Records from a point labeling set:
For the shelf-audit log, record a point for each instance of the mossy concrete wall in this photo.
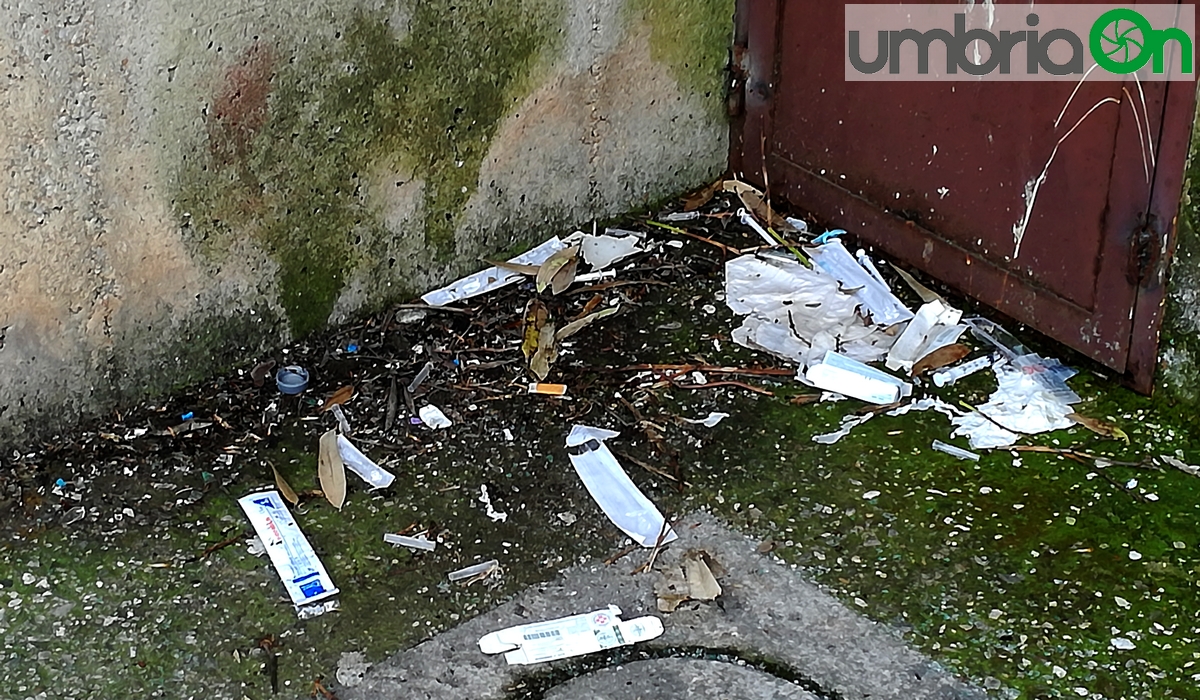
(189, 184)
(1179, 365)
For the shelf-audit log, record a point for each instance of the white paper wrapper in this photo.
(569, 636)
(303, 574)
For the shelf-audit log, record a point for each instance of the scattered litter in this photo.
(409, 542)
(1181, 465)
(934, 327)
(285, 488)
(837, 372)
(1102, 428)
(955, 450)
(693, 580)
(496, 515)
(601, 251)
(558, 270)
(363, 465)
(292, 380)
(261, 371)
(421, 375)
(330, 470)
(922, 291)
(342, 424)
(473, 570)
(492, 277)
(797, 312)
(569, 636)
(949, 375)
(709, 422)
(580, 323)
(749, 220)
(1021, 405)
(341, 396)
(849, 423)
(611, 488)
(867, 286)
(433, 417)
(303, 574)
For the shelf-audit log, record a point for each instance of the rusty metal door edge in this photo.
(1179, 115)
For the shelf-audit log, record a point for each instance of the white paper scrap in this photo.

## YOUR GOAL
Output the line holding "edge in this photo.", then every later line through the end of the records above, exactly as given and nothing else.

## EXPECTED OUTPUT
For the shelf-audit log, record a point for each instance of the rusty metal door edge in this photo.
(1179, 115)
For the shelf-audit log, record a point for each instance of the white paper scrap in this photo.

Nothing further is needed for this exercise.